Schreib aus der Filmkritik die Stelle wörtlich ab, die mit den Worten „Fazit: Mit „Zwei“ einsetzt und mit „den Figuren wiedererkennen.“ schließt.

====== Lesetext

Während man sich zu Beginn noch sicher ist, dass dieses Paar nur eine kurzzeitige Krise durchlebt, beginnt Laura Lackmann, diese Zuversicht mit der Zeit zu zerstreuen. Das geht sogar so weit, dass der eine den anderen irgendwann vor seinen Augen betrügt, bevor sich die Ereignisse im letzten Drittel ohnehin etwas zu sehr überschlagen. Die realitätsnahe Beziehungsanalyse, die vor keinem noch so intimen Thema Halt macht („Warum spritzt Du eigentlich jedes Mal auf meinem Bauch ab?“), weicht auf der Zielgeraden einem Familiendrama, in dem zwei sich entfremdete Personen durch einen gemeinsam durchlebten Schicksalsschlag wieder zusammenfinden. Das ist im Anbetracht der Ausgangslage fast schon konventionell, doch nie hat man es dem Paar mehr gegönnt, sich am Ende endlich den alles entscheidenden Kuss aufzudrücken. Das liegt nicht zuletzt auch an den hervorragenden Darstellerleistungen. Mit Laura Tonke, mit der die Regisseurin bereits in „Mängelexemplar“ zusammenarbeitete, und Marc Hosemann („Magical Mystery“) hat der Film zwei exzellente Darsteller gefunden, die nicht bloß hervorragend miteinander harmonieren, sondern gerade die liebevollen Disharmonien wundervoll rüberbringen. Tonke mimt die charmant verhuschte Träumerin, während Hosemann seine Rolle des dauerjugendlichen Hans weit weg vom Klischee anlegt. Die Chemie zwischen den beiden stimmt einfach und daher weiß auch Laura Lackmann am Ende nur zu gut, dass das Leben manchmal doch für einen kurzen Moment zur kitschigen Liebesschnulze werden kann. Hier entfaltet das ungeschliffene Happy End dann auch endlich mal wieder seine volle Wirkung.
Fazit: Mit „Zwei im falschen Film“ gelingt Laura Laura Lackmann eine unkonventionelle Anti-RomCom, in der sich zwei Menschen einer intimen Beziehungsanalyse unterziehen müssen. Dabei bleibt – in jeder Hinsicht – kein Auge trocken. Und am Ende dürfte sich jeder mindestens einmal in den Figuren wiedererkennen.
„Zwei im falschen Film“ ist ab dem 31. Mai in ausgewählten deutschen Kinos zu sehen.
Da staune ich schon, dass die wunderbare Laura Tonke jetzt auch schon Regie führt und dann ist es doch nur ein Verschreiber – im ersten Absatz sprichst du von der „falschen“ Laura 😉 Ansonsten Danke für den Film-Tipp, der sonst wohl an mir vorbeigerauscht wäre!

============
====== Vorliegendes Material

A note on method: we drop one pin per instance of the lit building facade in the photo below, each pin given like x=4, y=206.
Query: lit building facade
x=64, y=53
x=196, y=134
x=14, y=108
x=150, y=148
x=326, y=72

============

▸ **Gelöste Aufgabe**
Fazit: Mit „Zwei im falschen Film“ gelingt Laura Laura Lackmann eine unkonventionelle Anti-RomCom, in der sich zwei Menschen einer intimen Beziehungsanalyse unterziehen müssen. Dabei bleibt – in jeder Hinsicht – kein Auge trocken. Und am Ende dürfte sich jeder mindestens einmal in den Figuren wiedererkennen.